● **LISTING**:
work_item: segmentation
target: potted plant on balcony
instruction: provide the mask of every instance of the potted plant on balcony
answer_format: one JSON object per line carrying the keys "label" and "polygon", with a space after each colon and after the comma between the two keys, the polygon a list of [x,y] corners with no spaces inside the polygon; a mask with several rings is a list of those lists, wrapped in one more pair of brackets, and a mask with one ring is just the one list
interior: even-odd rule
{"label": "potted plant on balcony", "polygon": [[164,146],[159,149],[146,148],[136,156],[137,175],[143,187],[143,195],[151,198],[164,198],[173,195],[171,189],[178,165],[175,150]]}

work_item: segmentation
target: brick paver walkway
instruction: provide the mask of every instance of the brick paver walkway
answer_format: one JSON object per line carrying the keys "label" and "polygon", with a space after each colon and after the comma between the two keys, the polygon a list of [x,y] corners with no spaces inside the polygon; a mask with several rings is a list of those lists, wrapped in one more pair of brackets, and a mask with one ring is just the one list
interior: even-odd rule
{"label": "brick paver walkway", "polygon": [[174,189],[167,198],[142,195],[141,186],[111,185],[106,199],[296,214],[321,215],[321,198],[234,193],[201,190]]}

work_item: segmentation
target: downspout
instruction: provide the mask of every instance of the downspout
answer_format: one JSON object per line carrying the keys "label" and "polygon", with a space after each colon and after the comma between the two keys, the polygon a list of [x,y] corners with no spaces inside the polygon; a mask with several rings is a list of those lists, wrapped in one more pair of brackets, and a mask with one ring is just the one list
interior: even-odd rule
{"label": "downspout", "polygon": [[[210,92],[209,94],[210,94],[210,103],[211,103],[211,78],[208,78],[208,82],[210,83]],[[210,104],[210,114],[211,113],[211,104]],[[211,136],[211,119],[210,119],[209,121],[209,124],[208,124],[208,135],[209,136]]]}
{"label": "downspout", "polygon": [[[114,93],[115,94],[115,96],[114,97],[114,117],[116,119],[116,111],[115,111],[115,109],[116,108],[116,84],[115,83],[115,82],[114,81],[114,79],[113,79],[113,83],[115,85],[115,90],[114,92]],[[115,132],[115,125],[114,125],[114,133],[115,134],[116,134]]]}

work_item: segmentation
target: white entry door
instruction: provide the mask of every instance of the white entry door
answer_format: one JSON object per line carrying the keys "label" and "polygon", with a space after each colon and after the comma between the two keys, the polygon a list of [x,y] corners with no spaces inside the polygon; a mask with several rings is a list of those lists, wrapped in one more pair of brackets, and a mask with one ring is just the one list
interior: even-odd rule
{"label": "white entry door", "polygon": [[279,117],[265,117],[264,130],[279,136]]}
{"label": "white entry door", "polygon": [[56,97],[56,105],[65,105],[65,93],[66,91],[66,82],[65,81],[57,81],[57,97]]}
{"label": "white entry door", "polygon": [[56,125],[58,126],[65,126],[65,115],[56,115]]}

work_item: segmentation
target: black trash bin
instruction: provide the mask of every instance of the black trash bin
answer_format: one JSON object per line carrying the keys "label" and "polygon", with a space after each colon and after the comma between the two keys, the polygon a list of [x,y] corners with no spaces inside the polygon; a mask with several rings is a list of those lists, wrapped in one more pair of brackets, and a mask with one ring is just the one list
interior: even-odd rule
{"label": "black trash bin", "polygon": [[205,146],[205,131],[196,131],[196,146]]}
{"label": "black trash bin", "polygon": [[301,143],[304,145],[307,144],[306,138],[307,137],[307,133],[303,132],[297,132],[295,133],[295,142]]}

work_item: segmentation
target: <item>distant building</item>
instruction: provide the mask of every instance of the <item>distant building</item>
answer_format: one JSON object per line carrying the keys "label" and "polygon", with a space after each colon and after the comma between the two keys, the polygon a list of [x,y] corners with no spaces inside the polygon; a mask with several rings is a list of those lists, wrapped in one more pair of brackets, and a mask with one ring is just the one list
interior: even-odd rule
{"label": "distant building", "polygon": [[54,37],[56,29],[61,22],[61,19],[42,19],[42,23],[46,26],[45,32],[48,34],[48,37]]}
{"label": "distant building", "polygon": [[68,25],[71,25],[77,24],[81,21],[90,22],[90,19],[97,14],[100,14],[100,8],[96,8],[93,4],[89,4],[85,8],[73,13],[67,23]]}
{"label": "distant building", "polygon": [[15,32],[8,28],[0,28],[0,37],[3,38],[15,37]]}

● **SET EXERCISE**: Print again each line of the listing above, exactly as it appears.

● **WORKED ANSWER**:
work_item: segmentation
target: potted plant on balcony
instruction: provide the mask of every instance of the potted plant on balcony
answer_format: one JSON object per line carrying the keys "label" and "polygon", with a space after each colon and after the comma between the two keys, the polygon a list of [x,y] corners with no spaces inside the polygon; a mask with several rings is a list of those lists, wrapped in one more pair of brackets, and a mask with one ring is just the one list
interior: even-odd rule
{"label": "potted plant on balcony", "polygon": [[164,146],[159,149],[146,148],[136,156],[137,175],[143,187],[143,195],[151,198],[164,198],[173,195],[171,189],[178,165],[175,150]]}

work_item: segmentation
target: brick paver walkway
instruction: provide the mask of every instance of the brick paver walkway
answer_format: one JSON object per line carrying the keys "label" and "polygon", with a space after each colon and after the comma between the two keys, the polygon a list of [x,y] corners with no spaces inside the polygon; a mask with several rings is a list of those lists, wrapped in one more pair of brackets, and a mask with one ring is just the one list
interior: even-odd rule
{"label": "brick paver walkway", "polygon": [[174,189],[167,198],[142,195],[141,186],[111,185],[106,199],[296,214],[321,215],[321,198],[234,193],[201,190]]}

work_item: segmentation
target: downspout
instruction: provide the mask of every instance of the downspout
answer_format: one JSON object per line carrying the keys "label" and "polygon", with a space after each colon and after the comma between the two keys, the polygon a list of [x,y] corners with no spaces inside the polygon; a mask with several rings is a list of those lists, wrapped in one more pair of brackets, and a mask with one ring is just the one list
interior: even-odd rule
{"label": "downspout", "polygon": [[[210,92],[209,94],[210,94],[210,103],[211,103],[211,78],[208,78],[208,82],[210,83]],[[210,104],[210,114],[211,113],[211,104]],[[211,136],[211,119],[210,119],[209,121],[209,124],[208,124],[208,135],[209,136]]]}
{"label": "downspout", "polygon": [[[114,93],[115,94],[115,96],[114,97],[114,117],[116,119],[116,111],[115,111],[115,109],[116,108],[116,84],[115,83],[115,82],[114,81],[114,79],[113,79],[113,83],[115,85],[115,90],[114,92]],[[115,132],[115,125],[114,125],[114,133],[115,134],[116,134]]]}

work_item: segmentation
target: white entry door
instruction: provide the mask of every instance of the white entry door
answer_format: one JSON object per line carrying the keys "label" and "polygon", with a space after each colon and after the comma between the two keys, the polygon a list of [x,y] corners with no spaces inside the polygon; a mask with several rings is a list of those lists, wrapped in one more pair of brackets, and a mask with one ring is just the one list
interior: even-odd rule
{"label": "white entry door", "polygon": [[279,117],[265,117],[264,130],[279,136]]}
{"label": "white entry door", "polygon": [[56,97],[56,105],[65,105],[65,93],[66,91],[66,82],[65,81],[57,81],[57,97]]}
{"label": "white entry door", "polygon": [[56,125],[58,126],[65,126],[65,115],[56,115]]}

work_item: segmentation
target: black trash bin
instruction: provide the mask of every instance of the black trash bin
answer_format: one JSON object per line carrying the keys "label" and "polygon", with a space after each colon and after the comma between the two keys, the polygon a list of [x,y] corners with no spaces inside the polygon; a mask with several rings is a list of those lists, wrapped in one more pair of brackets, and a mask with one ring is just the one list
interior: even-odd rule
{"label": "black trash bin", "polygon": [[205,146],[205,131],[196,131],[196,146]]}
{"label": "black trash bin", "polygon": [[301,143],[304,145],[307,144],[306,138],[307,137],[307,133],[303,132],[297,132],[295,133],[295,142]]}

work_item: segmentation
target: <item>distant building</item>
instruction: provide the mask of every instance of the <item>distant building</item>
answer_format: one JSON object per line carrying the keys "label" and "polygon", with a space after each colon and after the comma between the two keys, the polygon a list of [x,y] corners with no spaces inside the polygon; a mask with several rings is a list of those lists, wrapped in one more pair of brackets, and a mask with one ring is just the one list
interior: even-odd rule
{"label": "distant building", "polygon": [[54,37],[56,29],[61,22],[61,19],[42,19],[42,23],[46,26],[45,32],[48,34],[48,37]]}
{"label": "distant building", "polygon": [[68,25],[71,25],[77,24],[81,21],[90,22],[90,19],[97,14],[100,14],[100,8],[96,8],[93,4],[89,4],[85,8],[73,13],[67,23]]}
{"label": "distant building", "polygon": [[15,32],[8,28],[0,28],[0,37],[3,38],[15,37]]}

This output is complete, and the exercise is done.